** Text under study follows **

3-star: Better technology needed to fight IEDs
Posted : Wednesday Feb 24, 2010 19:55:45 EST
FORT LAUDERDALE, Fla. — The head of the Defense Department’s main effort to combat roadside bombs is challenging the defense industry to improve the technology designed to detect them.
Army Lt. Gen. Michael Oates, who was named director of the Joint Improvised Explosive Device Defeat Organization six weeks ago, said that of the 50 percent of IEDs U.S. forces detect, 80 percent of those are detected by soldiers using their senses; just 20 percent are found using technology.
“The problem for me as the director of JIEDDO is that I have enormous resources invested in the technical end of this and not a whole lot to show for it. And if that upsets anyone I apologize, but I’ve been around too many of these things when they go off,” said Oates, speaking Wednesday at the Association of the United States Army Winter Symposium.
The symposium brought together hundreds of defense contractors, soldiers and Army leaders to discuss strategy and review a football field-sized room loaded with vehicles, aircraft, hardware and other devices marketed to the military.
“I know we can do better and we owe it to our soldiers to find a way to improve our detection capability against the threat that they face, and they don’t have years and years to see that assistance,” he added.
Oates calculated that of the IEDs that are not found, 35 percent of those are ineffective, due to armor, “defeat mechanisms” and “poor execution by the enemy.”
“We have got to find a way to get past 50 percent in detecting these explosives,” Oates said. “We have been stuck on this number for way too long for a country that’s as rich in ability as ours. And I think that we’ve picked all the low hanging fruit and we have to take a fresh look at this.”

** End of Text under study **

▶ **Questions to answer**
1 – Answer these questions from the article on roadside bombs.
(a) How long before his talk had Oates been named director of the Joint Improvised Explosive Device Defeat Organization?
(b) Of the IEDs that U.S. forces detect, what percentage is found using technology?
(c) According to Oates, what percentage of the IEDs that are not found are ineffective?
2 – Carry on the article on roadside bombs, picking up after its final paragraph.

** Record excerpts follows **

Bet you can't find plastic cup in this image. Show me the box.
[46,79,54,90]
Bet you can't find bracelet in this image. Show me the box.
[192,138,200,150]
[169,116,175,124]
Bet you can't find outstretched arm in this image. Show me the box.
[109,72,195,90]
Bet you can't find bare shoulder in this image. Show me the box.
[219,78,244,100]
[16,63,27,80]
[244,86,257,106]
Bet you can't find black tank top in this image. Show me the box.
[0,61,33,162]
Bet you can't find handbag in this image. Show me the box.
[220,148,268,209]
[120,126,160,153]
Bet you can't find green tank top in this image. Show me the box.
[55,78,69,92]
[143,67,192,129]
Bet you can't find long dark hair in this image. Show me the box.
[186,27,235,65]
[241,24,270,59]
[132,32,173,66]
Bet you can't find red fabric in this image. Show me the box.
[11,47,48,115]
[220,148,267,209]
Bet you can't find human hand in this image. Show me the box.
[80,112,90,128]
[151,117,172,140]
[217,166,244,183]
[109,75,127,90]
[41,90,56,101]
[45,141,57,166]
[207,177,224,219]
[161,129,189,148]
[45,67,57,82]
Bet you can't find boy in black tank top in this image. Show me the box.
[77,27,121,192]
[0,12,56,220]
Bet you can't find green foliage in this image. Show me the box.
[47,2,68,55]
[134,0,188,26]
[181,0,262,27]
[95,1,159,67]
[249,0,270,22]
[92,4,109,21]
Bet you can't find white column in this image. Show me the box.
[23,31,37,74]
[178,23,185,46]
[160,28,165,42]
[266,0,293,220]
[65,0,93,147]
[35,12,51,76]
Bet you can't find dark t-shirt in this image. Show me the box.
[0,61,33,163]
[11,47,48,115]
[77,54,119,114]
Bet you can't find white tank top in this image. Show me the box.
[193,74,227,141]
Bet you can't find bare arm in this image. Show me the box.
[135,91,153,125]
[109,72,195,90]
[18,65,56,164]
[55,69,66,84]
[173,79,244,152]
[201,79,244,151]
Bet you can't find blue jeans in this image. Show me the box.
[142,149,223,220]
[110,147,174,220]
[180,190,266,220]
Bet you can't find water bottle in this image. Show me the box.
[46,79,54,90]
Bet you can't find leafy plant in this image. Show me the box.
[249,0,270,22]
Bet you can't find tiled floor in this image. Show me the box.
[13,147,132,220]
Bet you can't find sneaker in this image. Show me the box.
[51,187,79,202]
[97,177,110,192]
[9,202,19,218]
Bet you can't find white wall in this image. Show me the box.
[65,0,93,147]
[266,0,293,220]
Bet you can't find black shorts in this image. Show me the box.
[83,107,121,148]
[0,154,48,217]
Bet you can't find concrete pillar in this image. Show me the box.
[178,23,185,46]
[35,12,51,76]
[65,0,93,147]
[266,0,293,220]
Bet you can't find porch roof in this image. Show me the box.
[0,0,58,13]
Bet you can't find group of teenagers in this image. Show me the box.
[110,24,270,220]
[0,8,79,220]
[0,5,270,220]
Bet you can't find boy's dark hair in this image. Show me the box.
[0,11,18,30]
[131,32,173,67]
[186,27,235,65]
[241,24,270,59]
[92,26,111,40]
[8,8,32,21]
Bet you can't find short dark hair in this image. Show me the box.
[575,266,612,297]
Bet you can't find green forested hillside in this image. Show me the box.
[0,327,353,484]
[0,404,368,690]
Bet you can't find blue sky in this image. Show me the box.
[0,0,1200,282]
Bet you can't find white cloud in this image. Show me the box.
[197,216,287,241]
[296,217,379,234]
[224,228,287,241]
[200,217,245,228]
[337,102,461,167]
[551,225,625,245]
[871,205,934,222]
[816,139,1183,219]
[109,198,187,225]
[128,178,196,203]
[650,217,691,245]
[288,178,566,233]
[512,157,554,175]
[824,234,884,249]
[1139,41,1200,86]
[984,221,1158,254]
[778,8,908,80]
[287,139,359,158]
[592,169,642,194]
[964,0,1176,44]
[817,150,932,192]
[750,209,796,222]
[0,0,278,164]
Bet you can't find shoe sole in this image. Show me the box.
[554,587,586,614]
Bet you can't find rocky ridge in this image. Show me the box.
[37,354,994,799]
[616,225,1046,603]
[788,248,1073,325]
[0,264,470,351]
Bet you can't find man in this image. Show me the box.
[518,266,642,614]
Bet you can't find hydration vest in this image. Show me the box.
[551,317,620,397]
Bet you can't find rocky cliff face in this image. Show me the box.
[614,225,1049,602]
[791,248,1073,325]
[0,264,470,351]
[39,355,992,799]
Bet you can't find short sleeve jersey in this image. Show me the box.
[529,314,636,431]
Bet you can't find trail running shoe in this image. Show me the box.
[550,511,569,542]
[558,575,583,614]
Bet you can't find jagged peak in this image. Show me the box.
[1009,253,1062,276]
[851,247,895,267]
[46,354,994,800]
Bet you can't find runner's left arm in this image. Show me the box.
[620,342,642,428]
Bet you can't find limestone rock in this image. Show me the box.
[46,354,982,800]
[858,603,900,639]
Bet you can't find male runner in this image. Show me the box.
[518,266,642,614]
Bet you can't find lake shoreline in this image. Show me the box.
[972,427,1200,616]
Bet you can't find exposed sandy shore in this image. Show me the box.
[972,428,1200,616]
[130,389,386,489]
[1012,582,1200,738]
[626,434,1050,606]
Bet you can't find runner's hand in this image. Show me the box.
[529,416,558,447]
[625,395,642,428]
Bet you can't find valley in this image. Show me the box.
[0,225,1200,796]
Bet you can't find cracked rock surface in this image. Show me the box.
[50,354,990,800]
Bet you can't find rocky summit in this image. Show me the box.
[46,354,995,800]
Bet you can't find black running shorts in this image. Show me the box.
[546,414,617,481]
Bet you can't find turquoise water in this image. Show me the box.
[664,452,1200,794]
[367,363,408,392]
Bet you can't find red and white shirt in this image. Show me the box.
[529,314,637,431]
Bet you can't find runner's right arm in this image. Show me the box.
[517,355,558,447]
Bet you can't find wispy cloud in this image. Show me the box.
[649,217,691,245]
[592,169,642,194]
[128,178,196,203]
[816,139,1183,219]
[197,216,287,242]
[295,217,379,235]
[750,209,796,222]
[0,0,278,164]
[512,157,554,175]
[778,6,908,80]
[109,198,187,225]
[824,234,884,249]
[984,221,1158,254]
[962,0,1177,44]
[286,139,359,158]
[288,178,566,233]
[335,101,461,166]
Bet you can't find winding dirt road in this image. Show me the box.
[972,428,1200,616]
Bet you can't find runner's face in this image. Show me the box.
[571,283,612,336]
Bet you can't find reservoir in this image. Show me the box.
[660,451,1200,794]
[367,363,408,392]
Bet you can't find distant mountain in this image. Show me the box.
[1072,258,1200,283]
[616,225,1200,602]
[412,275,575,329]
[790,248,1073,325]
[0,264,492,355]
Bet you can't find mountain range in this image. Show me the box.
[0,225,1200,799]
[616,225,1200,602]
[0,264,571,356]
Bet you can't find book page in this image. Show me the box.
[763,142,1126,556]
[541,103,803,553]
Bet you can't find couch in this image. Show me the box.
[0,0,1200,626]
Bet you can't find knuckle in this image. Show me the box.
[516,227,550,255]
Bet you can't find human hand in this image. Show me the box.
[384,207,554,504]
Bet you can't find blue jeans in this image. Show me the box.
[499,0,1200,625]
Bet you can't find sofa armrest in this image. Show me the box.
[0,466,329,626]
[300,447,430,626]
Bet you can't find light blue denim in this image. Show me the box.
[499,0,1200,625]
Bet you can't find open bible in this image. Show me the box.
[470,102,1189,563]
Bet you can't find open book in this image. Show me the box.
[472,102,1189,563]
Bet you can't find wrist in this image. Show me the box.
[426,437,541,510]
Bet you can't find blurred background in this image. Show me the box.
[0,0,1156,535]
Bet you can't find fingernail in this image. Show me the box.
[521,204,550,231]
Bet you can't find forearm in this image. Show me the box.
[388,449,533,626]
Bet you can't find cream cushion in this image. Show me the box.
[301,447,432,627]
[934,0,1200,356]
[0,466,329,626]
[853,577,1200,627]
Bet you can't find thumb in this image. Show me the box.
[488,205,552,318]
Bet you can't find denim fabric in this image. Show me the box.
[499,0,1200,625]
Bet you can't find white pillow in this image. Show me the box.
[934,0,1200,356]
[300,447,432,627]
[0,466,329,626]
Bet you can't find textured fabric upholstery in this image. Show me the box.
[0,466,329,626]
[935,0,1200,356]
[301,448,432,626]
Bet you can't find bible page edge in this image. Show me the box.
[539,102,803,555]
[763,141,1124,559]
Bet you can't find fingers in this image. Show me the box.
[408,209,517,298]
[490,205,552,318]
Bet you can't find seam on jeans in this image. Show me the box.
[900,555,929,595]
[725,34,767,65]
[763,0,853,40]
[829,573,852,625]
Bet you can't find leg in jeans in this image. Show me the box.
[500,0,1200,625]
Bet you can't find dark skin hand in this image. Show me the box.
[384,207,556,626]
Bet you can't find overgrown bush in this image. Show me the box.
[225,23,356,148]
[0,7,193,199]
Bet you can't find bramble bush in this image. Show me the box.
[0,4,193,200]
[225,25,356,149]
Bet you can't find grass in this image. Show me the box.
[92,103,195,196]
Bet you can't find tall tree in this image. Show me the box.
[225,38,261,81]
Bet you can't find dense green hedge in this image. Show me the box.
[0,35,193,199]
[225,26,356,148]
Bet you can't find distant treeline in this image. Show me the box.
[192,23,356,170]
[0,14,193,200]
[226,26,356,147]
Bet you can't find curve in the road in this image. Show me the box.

** End of Record excerpts **

▶ **Answers to the exercises**
1 –
(a) Six weeks.
(b) 20 percent.
(c) 35 percent.

2 –
Oates called for renewed efforts to disrupt the supply chain to bombing networks, as well as new technology to detect, tag and track IEDs.
In Afghanistan, IEDs are comparatively simple, employing command wire in many cases tied to rudimentary explosives like ammonium nitrate.
Meanwhile, the military’s rate of finding and clearing IEDs is “pretty good and getting better,” Oates said, attributing the trend to improved training and technology.
However, in Afghanistan, he noted that there has been a “significant increase,” both in the volume of IEDs used against coalition forces and in the number of effective attacks.
IEDs, though used tactically, “have a tremendous strategic impact on our will to continue this fight,” Oates said.
“This is a winning proposition for the enemy and that’s why he uses them. One of them against us will mean wounded or a fatality or destroyed equipment.”
Oates called on the assembled Army personnel and defense industry representatives, in their efforts to find solutions, to match the risk faced by soldiers who regularly encounter IEDs.
“We all should remember that those soldiers and sergeants are taking extreme risk in the prosecution of their mission,” he said. “The least we can do is take risk with our rank, our position, our money, our privileges.”